▶ _Check your understanding_:
a. In the business casual attire text below, what should the belt and watch be made to match?
b. Render this sentence from the business casual attire text below in Spanish: "Brown is a good color choice for more official, client-facing roles."

▶ _Given text_:
== Segment start ==
Then, get a few pairs of dark socks to go with your business casual attire.
Dress shoes can upgrade almost any outfit, but with the business casual dress code, you can be more creative — if your office culture allows it.
Besides the classic Oxford and derby dress shoes, penny loafers, brogues, Chelsea boots, and monk straps can elevate your look. Make sure your belt and watch match the color of your shoes.
Brown is a good color choice for more official, client-facing roles. Creative roles and tech startups can get away with sneakers, dress shoes, suede shoes, and more colorful boots.
Jackets and blazers
Add a single-breasted blazer or jacket to your standard business casual outfit for a touch of class or formality — especially if you’re in a more traditional white-collar environment like finance or law. A tweed sport coat or corduroy jacket also works, but stick to subtle patterns and dark colors.
In colder climates, stick to slim-fit cardigans or sweaters with neutral colors like brown, navy, beige, or black, and subtle patterns that tone well with your pants.
You’re still in a work environment, so pair your outfit with natural and elegant accessories, like a casual watch or dress watch. Add unique, simple metal cuffs to complete the look.
== Segment end ==
▶ _Provided information_:
== Segment start ==
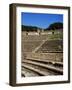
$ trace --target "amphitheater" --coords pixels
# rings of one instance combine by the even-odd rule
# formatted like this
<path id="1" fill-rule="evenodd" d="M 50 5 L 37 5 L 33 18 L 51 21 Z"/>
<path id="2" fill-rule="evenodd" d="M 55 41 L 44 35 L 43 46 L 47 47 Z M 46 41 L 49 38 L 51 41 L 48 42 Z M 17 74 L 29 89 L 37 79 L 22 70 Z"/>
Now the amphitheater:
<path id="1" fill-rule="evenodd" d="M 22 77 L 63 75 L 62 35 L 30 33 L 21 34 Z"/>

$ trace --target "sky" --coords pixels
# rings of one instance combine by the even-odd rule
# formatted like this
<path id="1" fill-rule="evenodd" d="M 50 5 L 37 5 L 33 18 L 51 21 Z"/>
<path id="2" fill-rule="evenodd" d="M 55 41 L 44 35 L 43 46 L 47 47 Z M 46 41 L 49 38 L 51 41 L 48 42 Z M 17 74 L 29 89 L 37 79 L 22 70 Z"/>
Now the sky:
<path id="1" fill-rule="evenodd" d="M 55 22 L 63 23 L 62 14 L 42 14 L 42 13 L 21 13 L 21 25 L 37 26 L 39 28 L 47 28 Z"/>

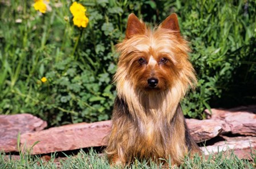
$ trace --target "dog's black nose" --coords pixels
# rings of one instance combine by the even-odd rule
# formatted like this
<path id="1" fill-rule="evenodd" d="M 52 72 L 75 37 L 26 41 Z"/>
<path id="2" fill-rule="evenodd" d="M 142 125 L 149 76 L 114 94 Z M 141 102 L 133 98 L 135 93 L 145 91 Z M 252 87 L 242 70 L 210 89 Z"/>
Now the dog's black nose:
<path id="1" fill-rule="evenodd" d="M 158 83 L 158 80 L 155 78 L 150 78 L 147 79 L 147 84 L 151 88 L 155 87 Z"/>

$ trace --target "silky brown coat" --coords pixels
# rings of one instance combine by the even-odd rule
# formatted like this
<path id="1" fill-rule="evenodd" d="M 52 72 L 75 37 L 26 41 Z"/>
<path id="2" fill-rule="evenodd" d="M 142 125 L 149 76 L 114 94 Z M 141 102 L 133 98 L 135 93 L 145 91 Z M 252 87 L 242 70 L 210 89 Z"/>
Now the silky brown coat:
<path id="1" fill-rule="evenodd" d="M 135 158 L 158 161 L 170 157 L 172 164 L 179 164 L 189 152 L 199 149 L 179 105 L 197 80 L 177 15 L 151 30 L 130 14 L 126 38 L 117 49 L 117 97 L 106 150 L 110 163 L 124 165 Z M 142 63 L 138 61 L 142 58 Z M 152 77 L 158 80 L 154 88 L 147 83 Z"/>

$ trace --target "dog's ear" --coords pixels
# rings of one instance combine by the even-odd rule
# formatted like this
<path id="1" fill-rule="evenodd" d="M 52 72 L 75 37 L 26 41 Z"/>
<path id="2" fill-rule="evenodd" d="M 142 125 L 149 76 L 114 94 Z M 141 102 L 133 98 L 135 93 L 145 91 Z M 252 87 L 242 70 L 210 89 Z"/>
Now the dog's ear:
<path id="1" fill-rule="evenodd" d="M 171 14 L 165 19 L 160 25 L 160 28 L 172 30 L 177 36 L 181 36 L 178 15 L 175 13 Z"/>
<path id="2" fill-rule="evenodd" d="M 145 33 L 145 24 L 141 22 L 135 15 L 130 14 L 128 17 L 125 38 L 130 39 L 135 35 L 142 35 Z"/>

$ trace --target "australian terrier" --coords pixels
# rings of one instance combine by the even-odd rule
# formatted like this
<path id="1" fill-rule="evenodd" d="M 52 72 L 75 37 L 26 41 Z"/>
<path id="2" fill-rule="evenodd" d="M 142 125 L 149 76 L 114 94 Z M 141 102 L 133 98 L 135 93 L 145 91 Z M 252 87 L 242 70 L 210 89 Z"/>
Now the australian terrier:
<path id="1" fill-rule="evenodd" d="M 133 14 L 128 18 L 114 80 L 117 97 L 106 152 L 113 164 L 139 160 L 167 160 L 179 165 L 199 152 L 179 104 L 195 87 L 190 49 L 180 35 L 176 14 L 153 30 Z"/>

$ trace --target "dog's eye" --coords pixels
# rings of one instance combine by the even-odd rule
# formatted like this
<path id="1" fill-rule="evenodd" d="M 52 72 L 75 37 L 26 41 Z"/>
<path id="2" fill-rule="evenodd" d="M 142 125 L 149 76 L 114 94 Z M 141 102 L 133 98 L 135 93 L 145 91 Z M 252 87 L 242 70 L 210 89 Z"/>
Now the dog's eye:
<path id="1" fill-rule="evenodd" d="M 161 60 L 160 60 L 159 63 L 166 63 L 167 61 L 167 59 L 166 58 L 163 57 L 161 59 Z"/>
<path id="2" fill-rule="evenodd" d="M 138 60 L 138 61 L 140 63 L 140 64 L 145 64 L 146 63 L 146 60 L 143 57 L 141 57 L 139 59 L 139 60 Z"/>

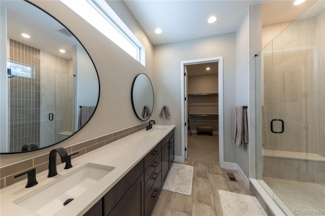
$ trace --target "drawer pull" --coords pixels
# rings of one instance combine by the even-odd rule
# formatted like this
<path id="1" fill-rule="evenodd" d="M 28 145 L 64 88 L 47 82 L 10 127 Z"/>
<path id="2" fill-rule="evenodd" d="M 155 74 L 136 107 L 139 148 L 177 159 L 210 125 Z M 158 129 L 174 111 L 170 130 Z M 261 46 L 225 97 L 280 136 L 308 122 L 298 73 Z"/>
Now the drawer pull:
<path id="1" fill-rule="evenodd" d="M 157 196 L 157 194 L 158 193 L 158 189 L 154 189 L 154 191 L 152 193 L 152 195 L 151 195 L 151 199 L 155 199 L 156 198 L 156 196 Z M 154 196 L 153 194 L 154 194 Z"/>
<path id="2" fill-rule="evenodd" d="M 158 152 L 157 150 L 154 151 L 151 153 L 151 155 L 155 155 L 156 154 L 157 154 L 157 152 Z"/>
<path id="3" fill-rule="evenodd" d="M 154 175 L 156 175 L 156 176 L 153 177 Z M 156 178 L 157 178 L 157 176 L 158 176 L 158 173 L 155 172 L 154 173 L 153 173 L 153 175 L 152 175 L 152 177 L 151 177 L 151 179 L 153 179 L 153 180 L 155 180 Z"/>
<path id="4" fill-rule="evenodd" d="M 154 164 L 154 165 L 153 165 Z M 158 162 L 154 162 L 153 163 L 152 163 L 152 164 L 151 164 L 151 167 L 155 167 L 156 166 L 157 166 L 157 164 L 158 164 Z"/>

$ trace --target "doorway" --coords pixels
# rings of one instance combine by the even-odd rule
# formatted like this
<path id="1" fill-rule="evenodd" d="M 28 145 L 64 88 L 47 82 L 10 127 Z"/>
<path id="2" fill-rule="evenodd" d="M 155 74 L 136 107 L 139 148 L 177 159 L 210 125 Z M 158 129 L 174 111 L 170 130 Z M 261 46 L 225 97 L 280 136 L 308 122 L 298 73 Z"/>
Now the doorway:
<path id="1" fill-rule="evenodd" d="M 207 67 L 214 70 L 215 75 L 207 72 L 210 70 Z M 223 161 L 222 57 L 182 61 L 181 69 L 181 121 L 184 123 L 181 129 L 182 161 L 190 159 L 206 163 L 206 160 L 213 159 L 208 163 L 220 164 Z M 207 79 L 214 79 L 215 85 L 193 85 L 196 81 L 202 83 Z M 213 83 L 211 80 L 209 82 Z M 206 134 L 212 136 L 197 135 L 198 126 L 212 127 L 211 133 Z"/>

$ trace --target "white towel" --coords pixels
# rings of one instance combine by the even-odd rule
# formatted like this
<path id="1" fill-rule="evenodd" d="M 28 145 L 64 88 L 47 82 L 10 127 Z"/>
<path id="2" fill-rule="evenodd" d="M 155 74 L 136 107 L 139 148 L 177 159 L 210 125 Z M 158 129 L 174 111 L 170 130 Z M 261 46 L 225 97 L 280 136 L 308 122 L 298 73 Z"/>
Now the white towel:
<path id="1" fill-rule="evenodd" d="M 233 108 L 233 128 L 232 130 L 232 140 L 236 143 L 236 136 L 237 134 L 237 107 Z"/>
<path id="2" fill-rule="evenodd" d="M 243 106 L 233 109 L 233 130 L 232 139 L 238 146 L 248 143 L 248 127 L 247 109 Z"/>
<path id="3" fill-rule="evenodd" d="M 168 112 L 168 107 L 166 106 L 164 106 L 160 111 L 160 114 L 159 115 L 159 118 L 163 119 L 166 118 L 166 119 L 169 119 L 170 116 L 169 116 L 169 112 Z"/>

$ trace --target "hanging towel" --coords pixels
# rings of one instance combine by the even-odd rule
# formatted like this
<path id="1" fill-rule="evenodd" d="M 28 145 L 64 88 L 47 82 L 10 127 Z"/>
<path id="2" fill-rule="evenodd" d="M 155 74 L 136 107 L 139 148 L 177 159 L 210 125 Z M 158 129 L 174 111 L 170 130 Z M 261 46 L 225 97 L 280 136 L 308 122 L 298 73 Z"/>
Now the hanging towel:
== Segment end ==
▶ _Results of the tasks_:
a. The color of your shoes.

b. El marrón es una buena elección de color para puestos más oficiales y de cara al cliente.